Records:
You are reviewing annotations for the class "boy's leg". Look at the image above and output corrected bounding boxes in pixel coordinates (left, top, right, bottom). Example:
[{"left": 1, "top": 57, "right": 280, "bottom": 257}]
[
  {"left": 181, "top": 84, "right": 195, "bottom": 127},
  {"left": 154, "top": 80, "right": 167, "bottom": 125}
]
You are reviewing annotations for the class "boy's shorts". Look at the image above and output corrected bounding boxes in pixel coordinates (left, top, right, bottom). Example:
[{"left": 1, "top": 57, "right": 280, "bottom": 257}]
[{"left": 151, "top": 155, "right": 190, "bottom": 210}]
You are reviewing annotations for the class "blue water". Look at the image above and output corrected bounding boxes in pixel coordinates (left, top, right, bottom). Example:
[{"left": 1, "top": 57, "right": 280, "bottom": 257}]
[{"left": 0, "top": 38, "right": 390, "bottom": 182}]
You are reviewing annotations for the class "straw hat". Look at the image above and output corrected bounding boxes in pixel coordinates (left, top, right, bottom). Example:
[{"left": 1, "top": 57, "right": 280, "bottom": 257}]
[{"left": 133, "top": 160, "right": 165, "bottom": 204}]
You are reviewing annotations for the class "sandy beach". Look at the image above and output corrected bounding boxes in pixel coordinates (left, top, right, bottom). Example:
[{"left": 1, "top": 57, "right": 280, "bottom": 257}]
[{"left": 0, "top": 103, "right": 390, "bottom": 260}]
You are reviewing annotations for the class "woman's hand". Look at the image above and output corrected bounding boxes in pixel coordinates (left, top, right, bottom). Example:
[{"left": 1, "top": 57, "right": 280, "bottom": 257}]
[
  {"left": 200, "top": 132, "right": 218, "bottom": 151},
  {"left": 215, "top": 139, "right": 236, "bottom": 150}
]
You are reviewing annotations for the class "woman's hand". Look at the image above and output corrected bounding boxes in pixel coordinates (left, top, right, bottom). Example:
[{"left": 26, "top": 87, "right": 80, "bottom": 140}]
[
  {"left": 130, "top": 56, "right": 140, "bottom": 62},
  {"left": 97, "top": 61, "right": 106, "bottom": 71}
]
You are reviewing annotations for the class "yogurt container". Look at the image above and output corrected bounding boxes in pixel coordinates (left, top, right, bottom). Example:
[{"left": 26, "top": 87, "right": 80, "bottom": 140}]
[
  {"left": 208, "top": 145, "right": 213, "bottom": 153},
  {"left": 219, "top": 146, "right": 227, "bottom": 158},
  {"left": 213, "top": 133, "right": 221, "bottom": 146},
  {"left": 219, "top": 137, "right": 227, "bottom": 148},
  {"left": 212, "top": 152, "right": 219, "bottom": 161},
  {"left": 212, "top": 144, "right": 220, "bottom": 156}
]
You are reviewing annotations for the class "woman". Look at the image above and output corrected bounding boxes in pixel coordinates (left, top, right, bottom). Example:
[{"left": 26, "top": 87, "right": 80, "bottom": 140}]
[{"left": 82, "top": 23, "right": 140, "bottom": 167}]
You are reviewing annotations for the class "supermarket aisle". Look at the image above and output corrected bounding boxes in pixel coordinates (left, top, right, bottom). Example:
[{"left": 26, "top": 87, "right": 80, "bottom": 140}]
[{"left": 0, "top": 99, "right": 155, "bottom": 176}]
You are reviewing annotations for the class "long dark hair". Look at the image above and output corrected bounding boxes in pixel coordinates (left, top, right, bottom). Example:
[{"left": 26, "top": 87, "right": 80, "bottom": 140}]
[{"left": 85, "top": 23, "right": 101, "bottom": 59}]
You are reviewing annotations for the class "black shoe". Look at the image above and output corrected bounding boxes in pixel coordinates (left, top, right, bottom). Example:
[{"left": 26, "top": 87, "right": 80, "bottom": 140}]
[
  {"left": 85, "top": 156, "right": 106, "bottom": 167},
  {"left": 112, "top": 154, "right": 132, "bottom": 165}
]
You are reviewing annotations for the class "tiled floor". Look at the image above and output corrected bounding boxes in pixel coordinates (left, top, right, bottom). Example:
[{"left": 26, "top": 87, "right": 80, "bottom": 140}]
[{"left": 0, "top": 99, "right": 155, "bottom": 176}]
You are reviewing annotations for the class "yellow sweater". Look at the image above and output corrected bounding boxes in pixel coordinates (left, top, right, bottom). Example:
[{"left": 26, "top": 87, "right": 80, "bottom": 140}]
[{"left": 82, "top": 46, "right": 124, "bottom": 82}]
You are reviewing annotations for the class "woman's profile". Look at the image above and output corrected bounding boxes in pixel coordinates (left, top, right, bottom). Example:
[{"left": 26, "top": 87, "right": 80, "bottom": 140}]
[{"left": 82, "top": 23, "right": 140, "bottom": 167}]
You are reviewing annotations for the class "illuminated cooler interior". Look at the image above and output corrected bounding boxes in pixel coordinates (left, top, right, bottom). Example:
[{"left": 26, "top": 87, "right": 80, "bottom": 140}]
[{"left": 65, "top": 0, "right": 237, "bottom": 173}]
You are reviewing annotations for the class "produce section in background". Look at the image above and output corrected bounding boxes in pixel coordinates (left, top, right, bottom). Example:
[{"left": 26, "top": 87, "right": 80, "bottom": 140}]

■ WHAT YOU WILL DO: Please count the lines in the items above that contain the word "woman". Give only the number.

■ OUTPUT OF THE TASK: 4